Excerpted passage:
Moat surrounding Stydd Hall, site of the Preceptory of the Knights Hospitallers at Stydd. (1, 2)
In the township of Stydd was a preceptory of the Knights Hospitallers. It was one of 36 into which the possessions of the Order in England were divided, and was usually known by the title of the Preceptory of Yeaveley, but the alias Stydd was frequently added; and latterly, when the other possessions of the Order in Derbyshire had been added to it, it most frequently called the Preceptory of Yeaveley and Barrow. In the reign of Richard I (1189-1199), Ralph Foun gave a hermitage at Yeaveley, with lands, waters, woods, mills and other appurtenances, to the Hospitallers. More land and tenements were granted in the following centuries. The chief duties of the preceptories, in addition to supplying general funds for the militant portion of the Order, were those of hospitality. Following the Dissolution, the site of the confiscated preceptory was given in 1543 to Charles, Lord Mountjoy. Since then the property has repeatedly changed hands. Ruined remains of the chapel survive [see SMR 28202]; this was not an isolated building but connected with the other parts of the preceptory. The foundations of many of these buildings can still be traced [in 1877], but a considerable portion has apparently been levelled away when Stydd Hall was erected [see SMR 28207]. (3)

Task to complete:
According to the account of the Stydd preceptory, to whom was the site of the confiscated preceptory given in 1543?

Data listing:
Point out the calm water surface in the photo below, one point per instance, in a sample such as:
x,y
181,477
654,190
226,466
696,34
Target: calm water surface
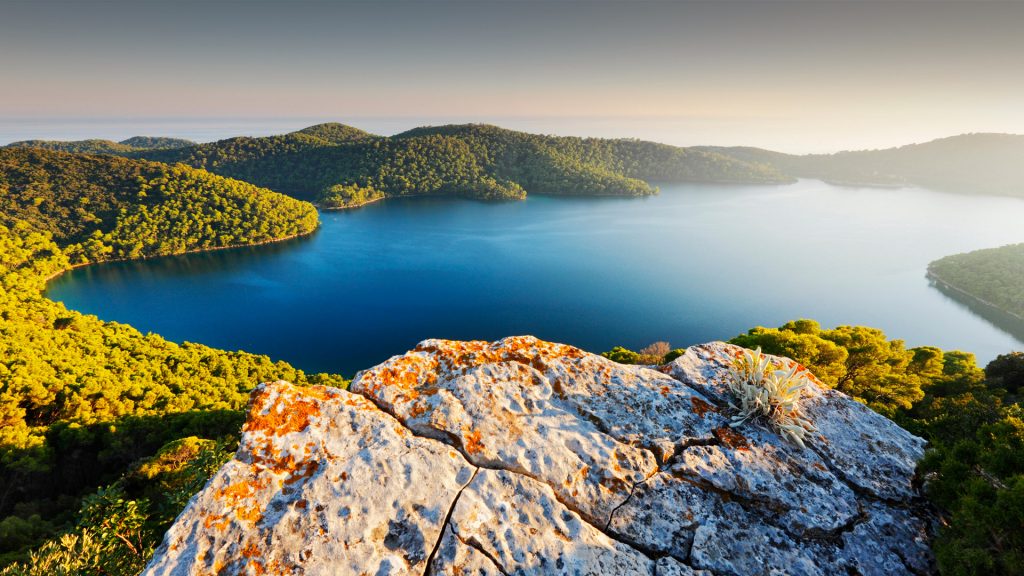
x,y
695,263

Result for this task:
Charles, Lord Mountjoy.